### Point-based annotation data
-.-.-

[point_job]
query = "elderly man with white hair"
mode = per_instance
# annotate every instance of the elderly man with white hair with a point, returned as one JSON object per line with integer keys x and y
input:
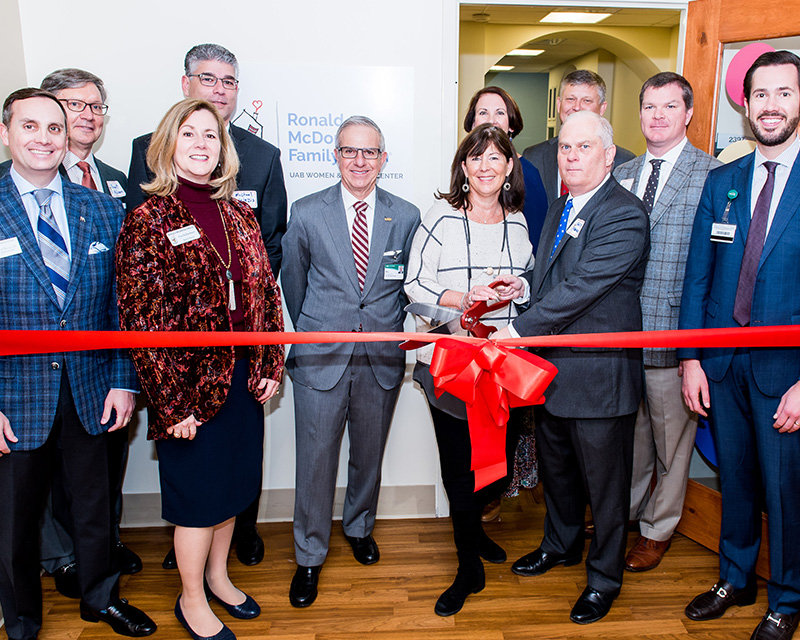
{"x": 587, "y": 279}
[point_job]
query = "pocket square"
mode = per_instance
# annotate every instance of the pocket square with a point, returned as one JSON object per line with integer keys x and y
{"x": 97, "y": 247}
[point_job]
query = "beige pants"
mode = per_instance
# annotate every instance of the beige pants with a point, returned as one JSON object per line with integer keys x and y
{"x": 663, "y": 441}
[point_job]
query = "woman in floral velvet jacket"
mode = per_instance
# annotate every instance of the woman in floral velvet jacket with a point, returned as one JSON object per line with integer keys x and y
{"x": 192, "y": 259}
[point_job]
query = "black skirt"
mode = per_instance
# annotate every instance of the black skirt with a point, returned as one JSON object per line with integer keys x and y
{"x": 215, "y": 476}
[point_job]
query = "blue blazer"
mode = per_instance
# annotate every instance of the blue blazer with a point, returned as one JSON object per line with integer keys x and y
{"x": 712, "y": 275}
{"x": 29, "y": 385}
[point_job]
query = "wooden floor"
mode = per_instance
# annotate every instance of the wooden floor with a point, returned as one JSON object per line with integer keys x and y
{"x": 393, "y": 599}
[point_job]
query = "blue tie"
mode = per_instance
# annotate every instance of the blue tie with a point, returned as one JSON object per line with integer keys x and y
{"x": 52, "y": 245}
{"x": 562, "y": 226}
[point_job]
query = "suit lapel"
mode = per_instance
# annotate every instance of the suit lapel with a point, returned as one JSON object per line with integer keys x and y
{"x": 336, "y": 221}
{"x": 787, "y": 208}
{"x": 381, "y": 225}
{"x": 15, "y": 219}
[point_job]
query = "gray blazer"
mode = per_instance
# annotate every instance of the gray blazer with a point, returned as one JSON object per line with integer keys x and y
{"x": 670, "y": 231}
{"x": 320, "y": 286}
{"x": 544, "y": 156}
{"x": 591, "y": 285}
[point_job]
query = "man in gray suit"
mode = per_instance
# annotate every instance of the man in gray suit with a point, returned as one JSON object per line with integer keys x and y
{"x": 669, "y": 179}
{"x": 581, "y": 90}
{"x": 344, "y": 257}
{"x": 588, "y": 278}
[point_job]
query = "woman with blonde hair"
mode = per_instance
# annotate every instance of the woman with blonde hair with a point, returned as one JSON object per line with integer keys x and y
{"x": 191, "y": 259}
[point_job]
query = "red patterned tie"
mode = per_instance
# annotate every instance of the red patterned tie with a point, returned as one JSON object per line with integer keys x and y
{"x": 87, "y": 180}
{"x": 360, "y": 242}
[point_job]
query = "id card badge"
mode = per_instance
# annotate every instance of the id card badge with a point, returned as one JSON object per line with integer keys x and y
{"x": 394, "y": 271}
{"x": 721, "y": 232}
{"x": 183, "y": 235}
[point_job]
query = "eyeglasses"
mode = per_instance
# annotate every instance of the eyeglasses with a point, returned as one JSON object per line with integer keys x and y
{"x": 210, "y": 80}
{"x": 77, "y": 106}
{"x": 371, "y": 153}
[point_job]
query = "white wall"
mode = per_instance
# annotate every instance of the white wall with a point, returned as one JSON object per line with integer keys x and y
{"x": 138, "y": 48}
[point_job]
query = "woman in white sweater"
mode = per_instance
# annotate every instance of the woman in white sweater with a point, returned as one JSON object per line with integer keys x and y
{"x": 472, "y": 234}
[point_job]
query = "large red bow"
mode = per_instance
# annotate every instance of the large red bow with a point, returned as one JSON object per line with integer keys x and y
{"x": 490, "y": 379}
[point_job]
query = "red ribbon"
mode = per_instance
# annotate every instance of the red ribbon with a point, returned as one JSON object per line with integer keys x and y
{"x": 490, "y": 379}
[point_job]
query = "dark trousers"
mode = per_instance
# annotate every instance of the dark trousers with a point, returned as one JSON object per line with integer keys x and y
{"x": 753, "y": 454}
{"x": 587, "y": 461}
{"x": 81, "y": 461}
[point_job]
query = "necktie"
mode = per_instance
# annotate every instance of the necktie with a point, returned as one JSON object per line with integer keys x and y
{"x": 649, "y": 197}
{"x": 756, "y": 236}
{"x": 562, "y": 226}
{"x": 360, "y": 242}
{"x": 87, "y": 180}
{"x": 52, "y": 245}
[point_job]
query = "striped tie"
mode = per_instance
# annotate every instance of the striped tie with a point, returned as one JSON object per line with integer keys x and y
{"x": 360, "y": 242}
{"x": 52, "y": 245}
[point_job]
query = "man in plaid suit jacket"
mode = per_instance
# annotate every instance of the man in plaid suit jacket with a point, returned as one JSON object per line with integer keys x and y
{"x": 56, "y": 408}
{"x": 665, "y": 428}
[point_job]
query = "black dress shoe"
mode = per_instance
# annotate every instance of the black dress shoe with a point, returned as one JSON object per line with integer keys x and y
{"x": 776, "y": 626}
{"x": 303, "y": 591}
{"x": 469, "y": 579}
{"x": 249, "y": 546}
{"x": 592, "y": 605}
{"x": 365, "y": 550}
{"x": 124, "y": 618}
{"x": 170, "y": 562}
{"x": 245, "y": 611}
{"x": 491, "y": 551}
{"x": 66, "y": 579}
{"x": 538, "y": 562}
{"x": 127, "y": 561}
{"x": 711, "y": 604}
{"x": 222, "y": 634}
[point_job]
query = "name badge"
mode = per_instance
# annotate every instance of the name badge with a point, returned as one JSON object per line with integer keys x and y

-.-.-

### Required work
Find each line in the listing above that contains the word "blue" and copy those lines.

### Answer to the task
query = "blue blazer"
# annotate every instance of the blue blazer with a point, returned as one JSON object per line with integer keys x and y
query = "blue tie"
# annotate every instance of the blue tie with a point, returned as one JSON object per line with integer keys x and y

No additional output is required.